_Task statement:_
Return, word for word, the lines of the listing below, from the line containing "Object detection annotation — target class is utility" through the line containing "[0,270,126,317]", with both of those lines included. Omit the pictures from your reply.
■ ■ ■ ■ ■
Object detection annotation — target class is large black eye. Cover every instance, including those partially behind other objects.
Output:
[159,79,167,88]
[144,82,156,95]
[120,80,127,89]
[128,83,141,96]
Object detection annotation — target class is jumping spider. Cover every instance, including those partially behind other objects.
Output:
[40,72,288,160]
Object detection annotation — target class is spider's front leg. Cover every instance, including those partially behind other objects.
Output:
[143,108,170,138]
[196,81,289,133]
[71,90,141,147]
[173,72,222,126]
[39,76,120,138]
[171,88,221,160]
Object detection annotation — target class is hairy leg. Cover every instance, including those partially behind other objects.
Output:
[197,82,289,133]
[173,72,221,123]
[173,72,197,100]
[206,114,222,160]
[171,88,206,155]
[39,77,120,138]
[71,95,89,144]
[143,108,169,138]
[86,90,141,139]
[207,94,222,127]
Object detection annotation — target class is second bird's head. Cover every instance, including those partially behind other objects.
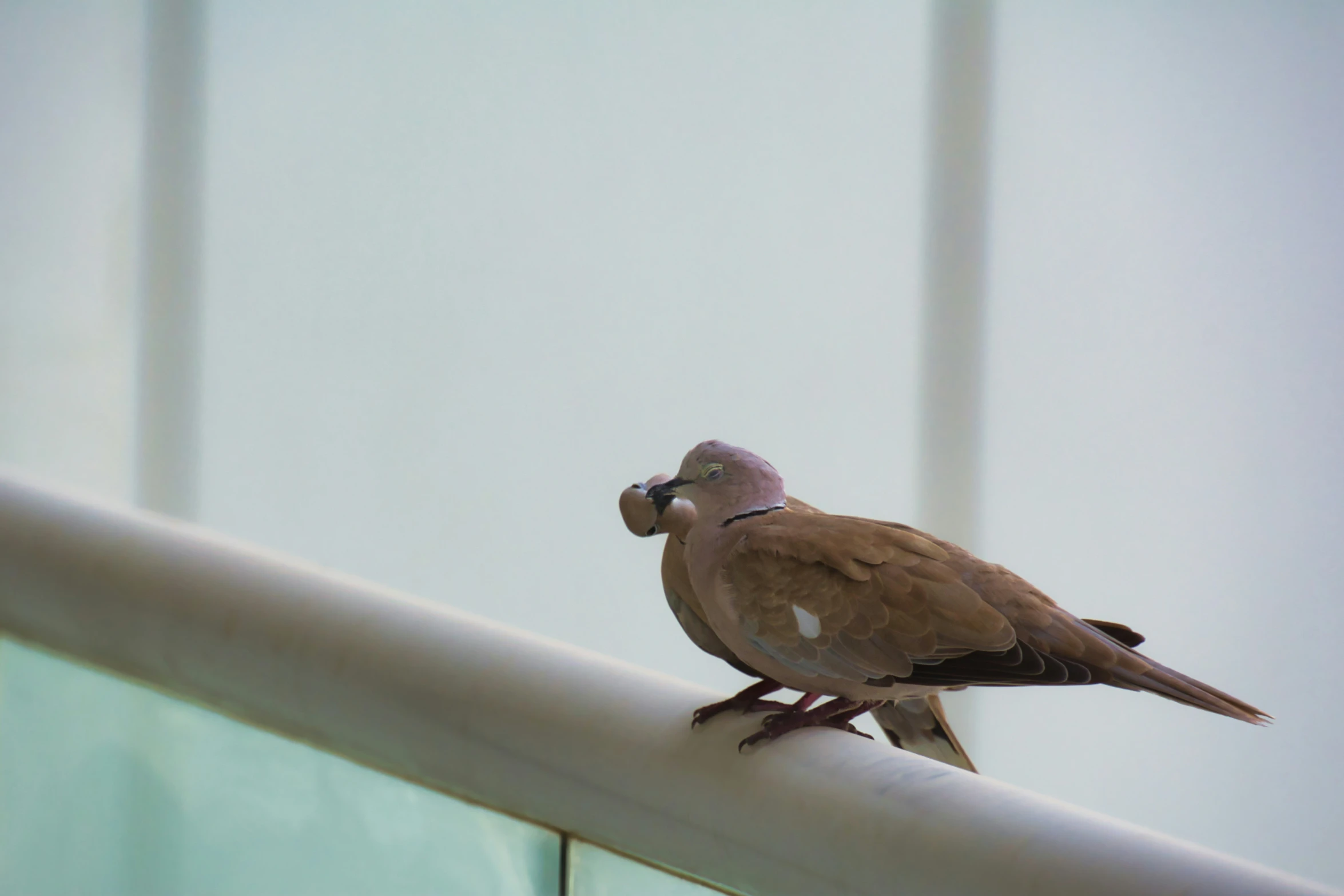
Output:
[649,439,785,523]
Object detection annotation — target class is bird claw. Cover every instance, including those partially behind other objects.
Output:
[691,678,789,728]
[738,700,874,752]
[691,697,789,728]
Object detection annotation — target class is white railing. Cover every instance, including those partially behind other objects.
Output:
[0,472,1329,896]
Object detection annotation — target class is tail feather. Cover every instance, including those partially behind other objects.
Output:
[1109,654,1273,726]
[872,695,976,772]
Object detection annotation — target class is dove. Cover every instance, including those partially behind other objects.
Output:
[619,473,976,772]
[648,441,1270,747]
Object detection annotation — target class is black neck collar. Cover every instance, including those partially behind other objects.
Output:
[719,504,784,528]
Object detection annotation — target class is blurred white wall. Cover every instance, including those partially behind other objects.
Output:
[202,1,926,688]
[0,0,141,497]
[976,3,1344,884]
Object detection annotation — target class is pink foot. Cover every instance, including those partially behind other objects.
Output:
[691,678,789,728]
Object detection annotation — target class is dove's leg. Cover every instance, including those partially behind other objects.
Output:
[738,695,882,750]
[821,700,886,740]
[691,678,790,728]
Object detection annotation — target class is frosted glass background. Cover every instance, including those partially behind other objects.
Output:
[568,839,726,896]
[0,641,560,896]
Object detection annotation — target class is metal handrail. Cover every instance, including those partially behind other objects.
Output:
[0,470,1329,896]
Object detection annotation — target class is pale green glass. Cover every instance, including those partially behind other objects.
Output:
[0,641,559,896]
[568,839,723,896]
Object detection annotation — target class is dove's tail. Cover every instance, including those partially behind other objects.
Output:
[872,695,976,771]
[1107,654,1273,726]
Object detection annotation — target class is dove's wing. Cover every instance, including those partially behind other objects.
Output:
[722,513,1015,682]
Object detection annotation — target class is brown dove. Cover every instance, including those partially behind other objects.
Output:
[649,441,1269,746]
[619,473,976,771]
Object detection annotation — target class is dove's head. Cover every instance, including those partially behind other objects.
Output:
[621,473,695,540]
[649,441,785,523]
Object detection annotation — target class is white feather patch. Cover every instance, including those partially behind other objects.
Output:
[793,603,821,638]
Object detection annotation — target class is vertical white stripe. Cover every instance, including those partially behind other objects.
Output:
[136,0,206,517]
[918,0,993,755]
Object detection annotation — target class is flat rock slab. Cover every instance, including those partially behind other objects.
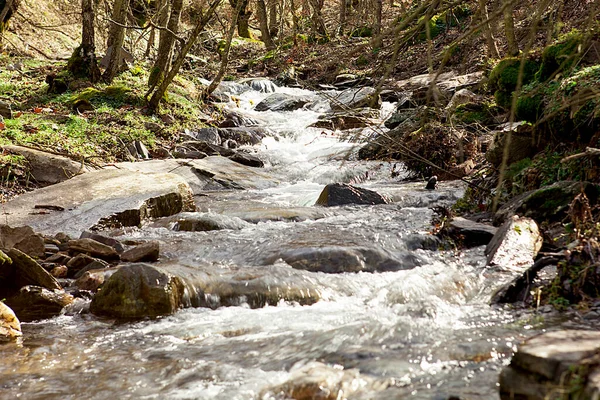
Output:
[2,145,89,184]
[450,217,498,247]
[2,167,195,237]
[500,330,600,400]
[118,156,279,194]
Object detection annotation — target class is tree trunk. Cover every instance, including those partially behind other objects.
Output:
[479,0,500,58]
[102,0,128,83]
[310,0,327,38]
[148,0,183,87]
[148,0,221,113]
[202,3,243,97]
[268,0,279,38]
[256,0,275,50]
[372,0,383,49]
[503,0,519,56]
[338,0,348,36]
[67,0,100,83]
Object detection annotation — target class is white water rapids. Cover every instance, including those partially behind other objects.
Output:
[0,83,580,400]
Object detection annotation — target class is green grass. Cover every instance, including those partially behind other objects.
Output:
[0,56,210,162]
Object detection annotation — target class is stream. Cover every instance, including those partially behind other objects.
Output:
[0,83,592,400]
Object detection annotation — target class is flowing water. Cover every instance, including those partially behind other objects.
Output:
[0,83,584,400]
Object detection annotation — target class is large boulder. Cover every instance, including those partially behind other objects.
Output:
[316,183,388,207]
[240,78,277,93]
[449,217,498,247]
[91,264,321,319]
[330,87,381,111]
[485,122,543,167]
[500,330,600,400]
[3,167,195,236]
[6,286,74,322]
[485,215,543,272]
[153,213,250,232]
[90,264,184,319]
[0,225,45,258]
[265,246,420,274]
[494,181,600,224]
[254,93,310,111]
[0,249,62,298]
[2,145,89,184]
[0,301,23,342]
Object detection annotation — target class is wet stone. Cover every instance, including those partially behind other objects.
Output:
[121,240,160,262]
[6,286,73,322]
[316,183,388,207]
[68,238,119,260]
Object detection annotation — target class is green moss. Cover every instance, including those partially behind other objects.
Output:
[538,29,583,81]
[350,26,373,37]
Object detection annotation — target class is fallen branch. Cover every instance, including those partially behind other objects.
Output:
[560,147,600,163]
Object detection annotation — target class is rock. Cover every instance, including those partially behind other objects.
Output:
[260,361,372,400]
[50,265,69,278]
[383,108,418,129]
[219,126,272,145]
[0,100,12,119]
[425,175,437,190]
[90,264,184,319]
[0,249,61,298]
[152,213,250,232]
[445,89,482,113]
[229,152,265,168]
[190,157,279,189]
[222,207,333,224]
[240,78,277,93]
[67,238,119,260]
[185,128,221,146]
[74,268,117,293]
[310,108,379,131]
[121,240,160,262]
[450,217,498,247]
[254,93,310,111]
[485,215,543,274]
[175,140,235,158]
[491,256,561,309]
[392,71,484,99]
[67,253,99,278]
[2,145,89,184]
[265,246,421,274]
[0,301,23,342]
[494,181,600,224]
[219,110,261,128]
[404,233,442,251]
[485,122,545,167]
[3,167,195,236]
[91,264,320,319]
[69,259,110,279]
[330,87,381,111]
[79,231,125,253]
[6,286,73,322]
[315,183,388,207]
[500,330,600,400]
[0,225,46,258]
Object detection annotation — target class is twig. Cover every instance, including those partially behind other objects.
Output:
[560,147,600,163]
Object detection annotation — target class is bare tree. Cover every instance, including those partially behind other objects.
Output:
[256,0,275,50]
[503,0,519,56]
[229,0,252,38]
[148,0,183,87]
[147,0,221,113]
[67,0,100,83]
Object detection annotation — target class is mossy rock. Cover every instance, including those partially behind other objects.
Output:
[538,30,585,81]
[350,26,373,37]
[488,57,540,108]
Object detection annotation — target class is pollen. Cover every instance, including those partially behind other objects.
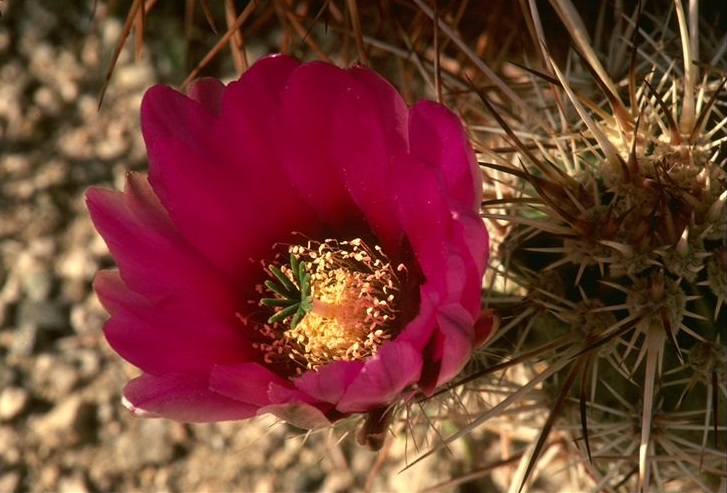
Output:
[255,238,406,373]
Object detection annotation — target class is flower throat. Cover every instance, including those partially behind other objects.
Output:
[253,238,406,373]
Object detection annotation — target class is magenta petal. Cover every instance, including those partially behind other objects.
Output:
[294,361,364,404]
[432,304,474,387]
[94,271,252,373]
[391,155,451,302]
[336,341,422,413]
[450,210,489,317]
[86,173,237,312]
[124,373,257,423]
[281,62,364,230]
[348,66,409,154]
[142,57,319,285]
[331,80,405,254]
[210,363,291,407]
[409,101,482,211]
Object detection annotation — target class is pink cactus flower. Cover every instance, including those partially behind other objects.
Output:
[87,55,491,428]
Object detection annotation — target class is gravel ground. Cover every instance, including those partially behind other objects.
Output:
[0,0,510,492]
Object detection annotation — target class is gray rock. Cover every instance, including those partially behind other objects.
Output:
[0,387,30,420]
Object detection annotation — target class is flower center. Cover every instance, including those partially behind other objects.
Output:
[255,238,406,373]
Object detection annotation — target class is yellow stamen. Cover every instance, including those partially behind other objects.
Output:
[256,238,406,373]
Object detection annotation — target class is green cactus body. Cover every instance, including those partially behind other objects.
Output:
[482,0,727,491]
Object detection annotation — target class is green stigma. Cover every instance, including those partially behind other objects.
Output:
[260,253,313,329]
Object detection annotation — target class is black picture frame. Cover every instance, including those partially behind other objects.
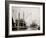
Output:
[5,1,45,37]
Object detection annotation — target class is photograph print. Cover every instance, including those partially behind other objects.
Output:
[5,3,44,36]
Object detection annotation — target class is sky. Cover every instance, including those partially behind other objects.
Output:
[12,6,40,26]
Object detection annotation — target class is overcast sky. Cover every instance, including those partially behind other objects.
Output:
[12,7,40,25]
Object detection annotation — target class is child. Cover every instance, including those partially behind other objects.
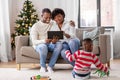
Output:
[65,38,109,80]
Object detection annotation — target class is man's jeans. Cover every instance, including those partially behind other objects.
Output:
[36,42,62,68]
[61,38,80,66]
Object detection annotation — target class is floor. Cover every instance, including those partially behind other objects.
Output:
[0,59,120,80]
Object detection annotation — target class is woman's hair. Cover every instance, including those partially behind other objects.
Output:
[52,8,65,19]
[42,8,51,14]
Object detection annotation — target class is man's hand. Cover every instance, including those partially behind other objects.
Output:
[51,36,59,44]
[70,20,75,27]
[63,31,70,38]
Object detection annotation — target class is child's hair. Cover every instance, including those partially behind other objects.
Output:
[83,38,93,44]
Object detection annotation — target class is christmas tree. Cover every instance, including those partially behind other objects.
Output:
[11,0,39,49]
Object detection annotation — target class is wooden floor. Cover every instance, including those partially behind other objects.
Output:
[0,59,120,68]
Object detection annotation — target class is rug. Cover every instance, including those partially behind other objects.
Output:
[0,68,120,80]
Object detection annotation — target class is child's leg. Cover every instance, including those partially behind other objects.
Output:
[72,71,90,80]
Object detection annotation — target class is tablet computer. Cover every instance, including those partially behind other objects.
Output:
[47,31,63,39]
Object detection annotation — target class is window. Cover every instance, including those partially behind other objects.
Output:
[78,0,113,27]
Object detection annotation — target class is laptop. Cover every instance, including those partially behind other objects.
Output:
[47,31,63,39]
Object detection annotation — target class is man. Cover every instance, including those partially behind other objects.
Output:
[30,8,62,72]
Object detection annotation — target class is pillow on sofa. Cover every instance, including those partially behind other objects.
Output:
[83,27,99,45]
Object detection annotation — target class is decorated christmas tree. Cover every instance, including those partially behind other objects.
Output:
[11,0,39,49]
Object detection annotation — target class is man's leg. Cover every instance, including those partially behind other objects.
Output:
[36,44,48,72]
[48,42,62,72]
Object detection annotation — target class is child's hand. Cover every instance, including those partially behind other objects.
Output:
[93,69,110,77]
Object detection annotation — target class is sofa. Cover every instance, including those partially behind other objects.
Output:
[15,27,111,70]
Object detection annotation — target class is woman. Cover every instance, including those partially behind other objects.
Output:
[52,8,80,66]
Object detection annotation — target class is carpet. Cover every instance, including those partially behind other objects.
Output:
[0,68,120,80]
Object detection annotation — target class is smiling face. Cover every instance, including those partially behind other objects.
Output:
[41,12,51,24]
[82,41,93,52]
[54,14,64,24]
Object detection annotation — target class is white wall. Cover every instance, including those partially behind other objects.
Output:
[11,0,78,33]
[113,0,120,58]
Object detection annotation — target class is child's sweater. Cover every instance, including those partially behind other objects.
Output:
[65,50,108,74]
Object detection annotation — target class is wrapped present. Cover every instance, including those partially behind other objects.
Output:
[31,75,51,80]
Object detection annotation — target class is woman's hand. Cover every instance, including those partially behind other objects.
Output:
[51,36,59,44]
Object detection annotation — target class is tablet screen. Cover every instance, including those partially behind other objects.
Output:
[47,31,63,39]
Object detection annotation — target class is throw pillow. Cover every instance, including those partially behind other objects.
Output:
[83,27,99,45]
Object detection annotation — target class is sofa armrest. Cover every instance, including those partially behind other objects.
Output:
[15,36,29,62]
[99,34,111,63]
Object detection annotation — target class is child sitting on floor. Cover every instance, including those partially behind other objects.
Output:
[65,38,109,80]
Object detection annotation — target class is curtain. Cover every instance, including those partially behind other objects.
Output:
[113,0,120,58]
[0,0,12,62]
[29,0,78,27]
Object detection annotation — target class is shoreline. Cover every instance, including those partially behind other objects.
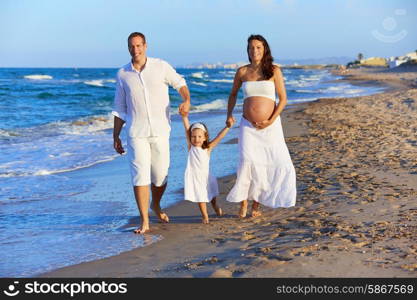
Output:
[40,70,417,277]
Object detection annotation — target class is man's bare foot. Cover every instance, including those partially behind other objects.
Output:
[239,201,248,219]
[251,201,262,218]
[152,207,169,223]
[133,225,149,234]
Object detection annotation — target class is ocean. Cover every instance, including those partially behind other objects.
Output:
[0,68,382,277]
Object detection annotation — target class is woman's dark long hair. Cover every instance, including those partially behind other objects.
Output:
[247,34,274,80]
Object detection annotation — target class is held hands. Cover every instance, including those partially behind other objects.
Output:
[252,120,274,129]
[178,101,190,117]
[113,137,125,155]
[226,115,236,128]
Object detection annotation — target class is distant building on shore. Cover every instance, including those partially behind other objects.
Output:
[359,57,388,67]
[388,51,417,68]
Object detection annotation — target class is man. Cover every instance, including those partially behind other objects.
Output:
[112,32,190,234]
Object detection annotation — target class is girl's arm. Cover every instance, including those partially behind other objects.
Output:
[209,120,234,152]
[181,113,191,150]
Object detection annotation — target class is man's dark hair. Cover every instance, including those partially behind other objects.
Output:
[127,32,146,44]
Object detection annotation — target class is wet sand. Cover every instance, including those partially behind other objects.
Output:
[42,69,417,277]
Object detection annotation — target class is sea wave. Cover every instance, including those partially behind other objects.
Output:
[190,72,208,79]
[209,79,233,83]
[24,74,53,80]
[191,81,207,86]
[83,79,116,87]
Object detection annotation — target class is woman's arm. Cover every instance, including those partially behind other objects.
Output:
[271,66,287,122]
[181,114,191,150]
[226,67,243,127]
[256,66,287,129]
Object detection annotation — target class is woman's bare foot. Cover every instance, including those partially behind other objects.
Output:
[210,197,223,217]
[251,201,262,218]
[239,200,248,219]
[133,224,149,234]
[213,205,223,217]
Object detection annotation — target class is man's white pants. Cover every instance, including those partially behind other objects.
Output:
[127,136,169,186]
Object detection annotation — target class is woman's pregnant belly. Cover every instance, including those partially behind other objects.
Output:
[243,97,275,123]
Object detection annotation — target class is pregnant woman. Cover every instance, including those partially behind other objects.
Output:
[226,35,297,218]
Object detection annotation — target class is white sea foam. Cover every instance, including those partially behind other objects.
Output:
[24,74,53,80]
[191,81,207,86]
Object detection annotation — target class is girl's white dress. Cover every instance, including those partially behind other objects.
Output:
[184,145,219,202]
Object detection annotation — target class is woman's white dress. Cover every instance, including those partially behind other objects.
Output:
[226,81,297,208]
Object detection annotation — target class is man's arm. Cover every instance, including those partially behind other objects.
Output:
[113,116,125,154]
[178,85,191,115]
[181,114,191,150]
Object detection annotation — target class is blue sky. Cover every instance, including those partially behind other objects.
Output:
[0,0,417,67]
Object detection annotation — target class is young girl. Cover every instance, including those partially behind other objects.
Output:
[182,114,233,224]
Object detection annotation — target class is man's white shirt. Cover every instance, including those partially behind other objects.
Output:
[112,57,186,137]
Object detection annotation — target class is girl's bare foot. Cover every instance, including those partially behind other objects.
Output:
[239,200,248,219]
[251,201,262,218]
[133,224,149,234]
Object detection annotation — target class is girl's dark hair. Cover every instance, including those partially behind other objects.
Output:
[247,34,274,80]
[188,122,210,149]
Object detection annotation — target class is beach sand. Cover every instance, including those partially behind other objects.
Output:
[41,69,417,277]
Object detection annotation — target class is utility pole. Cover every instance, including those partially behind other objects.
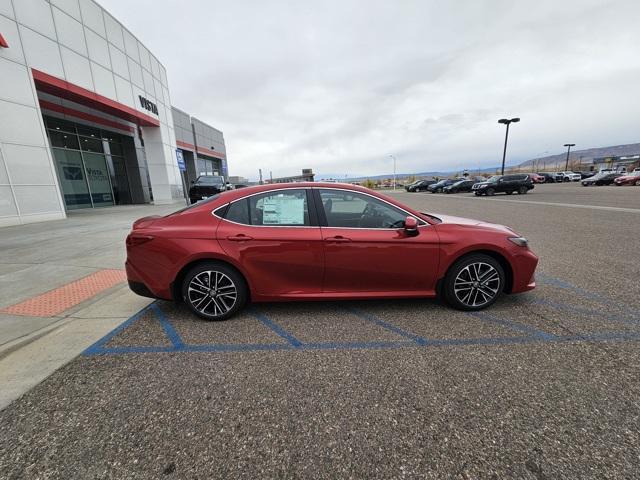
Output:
[389,155,396,190]
[564,143,576,172]
[498,117,520,175]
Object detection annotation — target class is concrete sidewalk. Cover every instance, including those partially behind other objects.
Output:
[0,205,181,408]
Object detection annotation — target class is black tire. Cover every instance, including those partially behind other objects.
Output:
[182,261,249,320]
[441,253,505,311]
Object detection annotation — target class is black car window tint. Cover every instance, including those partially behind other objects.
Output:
[224,198,249,225]
[249,190,311,227]
[320,190,407,228]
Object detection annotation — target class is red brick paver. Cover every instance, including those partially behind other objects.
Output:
[0,270,126,317]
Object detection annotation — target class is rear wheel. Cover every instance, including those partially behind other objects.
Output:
[182,262,248,320]
[442,254,505,310]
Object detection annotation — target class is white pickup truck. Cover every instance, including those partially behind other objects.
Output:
[556,171,582,182]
■ ■ ■ ■ ■
_Worked answer:_
Object detection annotation — target class is utility pole. Cover every instance, including those partially behind other objects.
Output:
[389,155,396,190]
[564,143,576,172]
[498,117,520,175]
Object detection annotation — target class is concrete sidewalk. Cover every instance, including those partially behind other objects.
Output:
[0,205,181,408]
Object detection annotation — target class is black tire. Cover every instance, including those partially behind other objects.
Output:
[182,261,249,320]
[441,253,505,311]
Object detection annotation — target class is black car window tint. Cover every instance, including those partially behind other objects.
Output:
[224,198,249,225]
[249,190,311,227]
[320,190,407,228]
Object detection annotation — target class is red brick paver. Cover every instance, including those partially behind other objects.
Output:
[0,270,126,317]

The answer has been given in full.